#### Required task 1:
Reproduce word for word the passage of the article on demanding sports jobs from "Other coaches with" to "principal (Formula 1)".

Perez fills the dressing-room with big-name players who do not always fit together well, rarely enjoy detailed tactical instruction and seldom take responsibility when the team is not doing well.
Madrid are actually owned by 80,000 members who demand the highest standards — and are surrounded by a voracious local media who mercilessly criticise anyone who even temporarily falls short.
Real Madrid managers must keep the star-studded team happy (Alberto Gardin/NurPhoto via Getty Images)
To enjoy success in the Spanish capital, Madrid’s coach must be able to motivate and organise star players, while showing humility and intelligence in dealing with Perez, and accepting the only thing that really counts is regularly winning the biggest trophies.
Since 2000, Madrid have had 18 different coaches — and just three have won a Champions League: Vicente del Bosque in 2000 and 2002, Carlo Ancelotti in 2014, 2022 and 2024, and Zinedine Zidane in 2016, 2017 and 2018.
Other coaches with big reputations and personalities who have tried but failed include Jose Mourinho, Fabio Capello, Rafa Benitez, and, most recently, former playing icon Xabi Alonso. It is no surprise that the current incumbent, another former player, Alvaro Arbeloa, is feeling the pressure after just eight games.
Dermot Corrigan
Ferrari team principal (Formula 1)
All Formula 1 team principal jobs (the closest to a head coach’s role in other sports) come with pressure. But none compares to that of Ferrari, the sport’s most historic and trophy-laden team, who demand nothing but success. All of Italy is watching.
It is something Fred Vasseur, Ferrari’s team principal since 2023, felt last year. The team narrowly missed out on the title in 2024, only to then slide backwards and endure a winless season, despite the blockbuster signing of Lewis Hamilton. By mid-season, Vasseur was facing deep scrutiny in the press. Even with a new contract signed last June, that spotlight will only dim once success arrives.
Vasseur is Ferrari’s fifth team principal since 2014, with each of the past four changes coming abruptly in response to a lack of success. Simply fighting for wins is not enough to satisfy Ferrari’s board, the Italian press, or its fans watching around the world. Championships are the only currency they want to deal in.
Vasseur is acutely aware of that, his goal being to finally be the person to end Ferrari’s title drought (they last won the drivers’ title in 2007 and the constructors’ crown in 2008) and succeed in F1’s toughest job. But he needs to break the trend of his predecessors to make that happen.
Luke Smith
Manchester United (Premier League)
Manchester United’s 20 top-flight league titles, dating back to 1908, have been won by only three men: Ernest Mangnall, Sir Matt Busby and Sir Alex Ferguson. That is the same number of league-winning managers that Liverpool have had since 1990, Chelsea have had since 2010 and Manchester City have had since 2012.
It took United five attempts to land on Busby’s true successor. That was long enough, but their next permanent manager will be the seventh since Ferguson’s retirement after winning 38 trophies in his 26 years in charge.
That success made United one of the biggest clubs in the world — almost certainly the biggest in the English-speaking world — but also set an almost impossible standard to meet.
Sir Alex Ferguson, right, speaking to Manchester United minority owner Sir Jim Ratcliffe (Jonathan Moscrop/Getty Images)
Whoever eventually puts United back on their perch, in Ferguson’s parlance, will have to work with an unpopular ownership, an insatiable media and a long list of ex-players who have been there, won it and started a podcast.

#### Required task 2:
Duplicate the records from their first line to the line with "column 102, row 423", including both of those lines.

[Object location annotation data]
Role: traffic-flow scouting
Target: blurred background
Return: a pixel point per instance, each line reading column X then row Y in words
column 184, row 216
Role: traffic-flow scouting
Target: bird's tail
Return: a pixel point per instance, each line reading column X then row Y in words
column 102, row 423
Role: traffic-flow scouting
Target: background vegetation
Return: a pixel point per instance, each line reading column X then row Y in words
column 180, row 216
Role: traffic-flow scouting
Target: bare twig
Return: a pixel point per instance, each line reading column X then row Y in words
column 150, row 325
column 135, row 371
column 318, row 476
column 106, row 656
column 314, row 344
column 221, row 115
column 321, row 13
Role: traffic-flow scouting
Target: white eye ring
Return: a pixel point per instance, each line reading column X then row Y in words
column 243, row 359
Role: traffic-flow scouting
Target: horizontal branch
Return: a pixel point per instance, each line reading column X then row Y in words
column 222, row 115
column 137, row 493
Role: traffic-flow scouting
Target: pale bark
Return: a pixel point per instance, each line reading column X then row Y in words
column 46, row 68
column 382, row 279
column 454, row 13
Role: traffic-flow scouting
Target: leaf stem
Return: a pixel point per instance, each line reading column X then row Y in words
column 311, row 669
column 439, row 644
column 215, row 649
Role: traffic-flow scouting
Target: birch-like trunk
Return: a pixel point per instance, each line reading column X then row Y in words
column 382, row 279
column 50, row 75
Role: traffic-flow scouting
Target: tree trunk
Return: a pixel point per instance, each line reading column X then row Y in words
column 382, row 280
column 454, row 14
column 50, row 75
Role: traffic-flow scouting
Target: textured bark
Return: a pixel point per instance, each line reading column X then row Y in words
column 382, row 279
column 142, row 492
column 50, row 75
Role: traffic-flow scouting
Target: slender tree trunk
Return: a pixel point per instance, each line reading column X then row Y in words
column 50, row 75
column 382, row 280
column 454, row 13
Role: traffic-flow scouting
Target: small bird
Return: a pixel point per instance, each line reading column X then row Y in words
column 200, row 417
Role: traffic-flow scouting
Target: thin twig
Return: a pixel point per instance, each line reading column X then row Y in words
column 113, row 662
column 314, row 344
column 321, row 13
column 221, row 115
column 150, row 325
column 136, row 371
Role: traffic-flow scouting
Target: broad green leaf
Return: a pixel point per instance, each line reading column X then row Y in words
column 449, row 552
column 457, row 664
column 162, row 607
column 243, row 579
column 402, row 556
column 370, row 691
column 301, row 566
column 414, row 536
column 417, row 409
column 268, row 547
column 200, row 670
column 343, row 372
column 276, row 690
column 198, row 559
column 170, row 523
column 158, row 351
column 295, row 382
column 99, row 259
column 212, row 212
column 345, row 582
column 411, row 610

#### Exercise result 1:
Other coaches with big reputations and personalities who have tried but failed include Jose Mourinho, Fabio Capello, Rafa Benitez, and, most recently, former playing icon Xabi Alonso. It is no surprise that the current incumbent, another former player, Alvaro Arbeloa, is feeling the pressure after just eight games.
Dermot Corrigan
Ferrari team principal (Formula 1)

#### Exercise result 2:
Role: traffic-flow scouting
Target: blurred background
Return: a pixel point per instance, each line reading column X then row Y in words
column 184, row 216
Role: traffic-flow scouting
Target: bird's tail
Return: a pixel point per instance, each line reading column X then row Y in words
column 102, row 423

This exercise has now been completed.